The D Word

Depression.

How the hell does anyone function with this? I was laying outside yesterday with my husband in lovely sunny downtown Jackson on a big baptist church’s steps. Sounds romantic, but it wasn’t. I had to stop walking after I couldn’t get myself to go any father because a feeling beyond feeling was making it hard to do anything, including move or hold a conversation.

“What do you want to do?” he asks.

“Nothing,” my answer.

Which people say all the time but I meant, Nate, I literally don’t want to sleep or eat, or watch TV, or drink beer or walk around or have sex in a hot air balloon or fly to the moon. I don’t want to draw, play, write or read. I could possibly eat pizza, but that’s it, and I’d probably be worse afterwards anyway.

The moments that most devastatingly clarify my depression are ones like these.
####
Exercise tasks
A) From the essay on depression, copy the passage from "How the hell" up to and including "hold a conversation.".
B) In the essay on depression, where was the writer lying outside with their husband?
Rely only on the essay on depression.
####
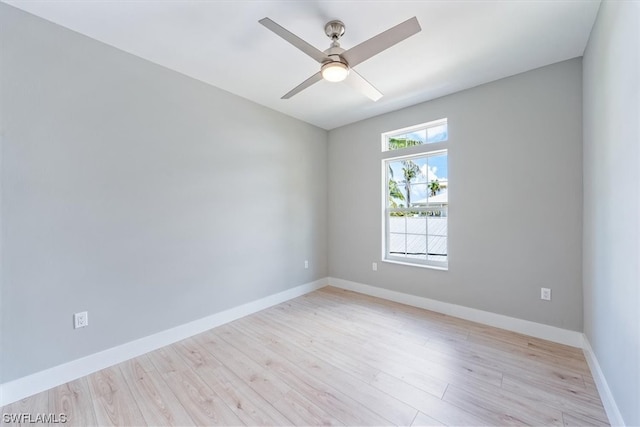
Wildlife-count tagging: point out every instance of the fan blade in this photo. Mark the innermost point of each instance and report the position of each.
(316, 54)
(302, 86)
(382, 41)
(360, 84)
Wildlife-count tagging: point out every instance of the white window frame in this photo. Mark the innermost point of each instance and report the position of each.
(424, 150)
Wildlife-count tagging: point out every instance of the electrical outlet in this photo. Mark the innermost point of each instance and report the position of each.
(80, 320)
(545, 294)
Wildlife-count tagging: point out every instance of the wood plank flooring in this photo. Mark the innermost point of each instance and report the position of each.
(334, 357)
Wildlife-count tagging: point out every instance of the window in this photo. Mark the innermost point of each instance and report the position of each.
(416, 188)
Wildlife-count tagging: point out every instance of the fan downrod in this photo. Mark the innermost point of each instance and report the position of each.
(334, 29)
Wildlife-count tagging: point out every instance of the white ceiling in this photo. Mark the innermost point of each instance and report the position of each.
(462, 44)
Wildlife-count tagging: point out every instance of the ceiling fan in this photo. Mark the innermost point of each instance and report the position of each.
(337, 63)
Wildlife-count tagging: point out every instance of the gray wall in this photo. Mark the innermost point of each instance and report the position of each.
(515, 175)
(612, 200)
(141, 195)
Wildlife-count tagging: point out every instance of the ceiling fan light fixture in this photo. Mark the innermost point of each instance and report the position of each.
(335, 71)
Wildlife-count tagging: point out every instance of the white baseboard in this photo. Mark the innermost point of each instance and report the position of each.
(538, 330)
(609, 403)
(40, 381)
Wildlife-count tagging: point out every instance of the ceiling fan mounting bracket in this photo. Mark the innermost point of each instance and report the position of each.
(334, 29)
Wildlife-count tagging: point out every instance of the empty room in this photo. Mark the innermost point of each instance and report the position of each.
(320, 212)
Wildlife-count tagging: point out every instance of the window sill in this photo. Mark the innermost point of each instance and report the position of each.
(410, 264)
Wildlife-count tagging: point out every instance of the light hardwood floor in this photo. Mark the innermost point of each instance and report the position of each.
(337, 357)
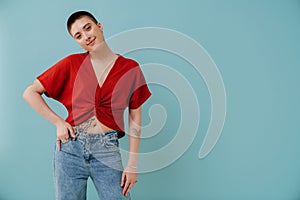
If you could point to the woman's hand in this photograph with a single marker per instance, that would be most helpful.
(129, 179)
(63, 131)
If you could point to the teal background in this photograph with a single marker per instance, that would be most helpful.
(255, 45)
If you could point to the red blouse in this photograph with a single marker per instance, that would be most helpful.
(72, 82)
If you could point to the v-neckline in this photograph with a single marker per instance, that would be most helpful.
(94, 72)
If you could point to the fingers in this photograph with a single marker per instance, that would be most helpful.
(58, 144)
(123, 179)
(71, 131)
(127, 183)
(126, 187)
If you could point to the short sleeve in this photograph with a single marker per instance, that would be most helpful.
(140, 90)
(54, 79)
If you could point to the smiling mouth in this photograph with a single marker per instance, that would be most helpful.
(91, 43)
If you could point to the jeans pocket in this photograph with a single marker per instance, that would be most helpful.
(111, 142)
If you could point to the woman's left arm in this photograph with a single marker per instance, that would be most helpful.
(129, 176)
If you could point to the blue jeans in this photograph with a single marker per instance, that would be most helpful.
(90, 155)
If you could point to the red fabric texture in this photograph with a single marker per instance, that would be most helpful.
(72, 82)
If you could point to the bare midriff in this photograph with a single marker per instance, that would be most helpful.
(92, 126)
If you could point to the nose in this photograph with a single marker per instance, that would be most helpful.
(86, 37)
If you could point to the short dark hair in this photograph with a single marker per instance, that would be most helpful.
####
Results for each task
A)
How the hell does anyone function with this? I was laying outside yesterday with my husband in lovely sunny downtown Jackson on a big baptist church’s steps. Sounds romantic, but it wasn’t. I had to stop walking after I couldn’t get myself to go any father because a feeling beyond feeling was making it hard to do anything, including move or hold a conversation.

B) On the steps of a big Baptist church in downtown Jackson.